** Start Source extract **
Wednesday, August 27, 2008

quote, unquote

"Art is the stored honey of the human soul, gathered on wings of misery and travail." -Theodore Dreiser

Sunday, August 24, 2008

Week in the 'Dacks

Some shots from this week in the Adirondacks. Yes, there were a couple of nice sunsets. More to come...

Midday sun

Obligatory self-portrait


Kent & canoe

Jason & Heath

Sunset story time

Friday, August 15, 2008

Forcing forsythia (revised)

An earlier draft can be found here. I'm interested in hearing from anyone who is unfamiliar with "forcing" flowering shrubs in the springtime. Is there confusion?

Forcing Forsythia

After so many years
I finally reply.

Barren seasons stretched
across all those snowy
New England winters,
hushed and swathed thick
in white and ice.
Our first words
flared fast
until I hardly remember
what cooled them.

Though I prune
short slips
carried in from the cold,
when I finally write you,
my words
are narrow gnarled stubs,
tight fists,
hardly budded.
after so much
raw rain.
** End Source extract **
** Start Entries shown **
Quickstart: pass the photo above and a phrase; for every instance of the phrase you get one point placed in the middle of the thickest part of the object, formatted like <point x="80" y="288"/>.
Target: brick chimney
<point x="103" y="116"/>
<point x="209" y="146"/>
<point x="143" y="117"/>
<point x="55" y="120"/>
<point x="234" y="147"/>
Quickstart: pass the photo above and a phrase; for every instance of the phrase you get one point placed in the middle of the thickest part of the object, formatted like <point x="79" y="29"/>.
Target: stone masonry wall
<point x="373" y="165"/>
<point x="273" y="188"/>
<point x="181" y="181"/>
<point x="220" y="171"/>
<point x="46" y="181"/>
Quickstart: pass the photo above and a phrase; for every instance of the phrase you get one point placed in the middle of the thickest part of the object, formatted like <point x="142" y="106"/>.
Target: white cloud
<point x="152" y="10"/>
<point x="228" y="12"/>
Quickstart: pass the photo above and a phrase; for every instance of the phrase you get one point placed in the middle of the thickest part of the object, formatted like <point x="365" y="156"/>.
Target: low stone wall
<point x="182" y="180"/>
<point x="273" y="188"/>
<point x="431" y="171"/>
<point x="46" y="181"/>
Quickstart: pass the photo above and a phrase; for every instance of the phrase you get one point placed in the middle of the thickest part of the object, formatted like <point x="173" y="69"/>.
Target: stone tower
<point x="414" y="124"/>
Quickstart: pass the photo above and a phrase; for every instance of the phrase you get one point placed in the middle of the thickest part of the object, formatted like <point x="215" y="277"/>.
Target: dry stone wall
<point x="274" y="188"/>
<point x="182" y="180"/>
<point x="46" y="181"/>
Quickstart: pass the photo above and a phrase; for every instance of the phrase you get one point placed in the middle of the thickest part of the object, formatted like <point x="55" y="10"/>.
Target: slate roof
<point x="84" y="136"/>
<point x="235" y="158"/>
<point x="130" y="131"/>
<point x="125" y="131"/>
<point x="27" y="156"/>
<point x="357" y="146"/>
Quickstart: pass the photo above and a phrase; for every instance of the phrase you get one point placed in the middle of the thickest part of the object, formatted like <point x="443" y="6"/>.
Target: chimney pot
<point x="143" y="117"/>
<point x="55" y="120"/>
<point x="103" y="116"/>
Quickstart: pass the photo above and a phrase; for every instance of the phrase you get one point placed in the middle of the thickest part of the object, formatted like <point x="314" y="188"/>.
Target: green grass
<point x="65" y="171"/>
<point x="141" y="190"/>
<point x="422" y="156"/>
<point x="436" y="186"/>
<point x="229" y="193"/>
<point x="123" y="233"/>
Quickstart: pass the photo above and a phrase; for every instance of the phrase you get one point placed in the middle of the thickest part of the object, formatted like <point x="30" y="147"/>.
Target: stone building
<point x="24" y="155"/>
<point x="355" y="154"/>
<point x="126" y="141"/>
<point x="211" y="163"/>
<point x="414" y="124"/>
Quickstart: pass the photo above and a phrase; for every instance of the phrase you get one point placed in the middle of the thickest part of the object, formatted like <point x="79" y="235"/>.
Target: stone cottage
** End Entries shown **
Problems
1. Identify every line in the rows that contains the word "wall", and copy each one. Case counts.
2. Write what comes next in the poetry blog, picking up after its final line, "raw rain."

Answers for this exercise
1.
Target: stone masonry wall
Target: low stone wall
Target: dry stone wall

2.
Tuesday, August 12, 2008

Great blue heron, Montezuma Wildlife Refuge

Late Afternoon, St. John
by Linda Pastan

A little blue heron has landed
on the roof.
It is as if a small angel had parked
in our lives, shielding us
briefly with its wings.
In the cove the old turtle
surfaces again; shadows
of reef fish shiver by.
On the stones chameleons
go through their wheel of colors.
Rustle of coconut fronds
combing the soft air...glitter
of passing raindrops.
Let go. Let go.
Soon the sun will plunge
into the sea dragging its plumage
of pinks and purples.
I can almost taste
the oleander, smell
the salt on your skin.
Soon we will drown
in our five exploding senses.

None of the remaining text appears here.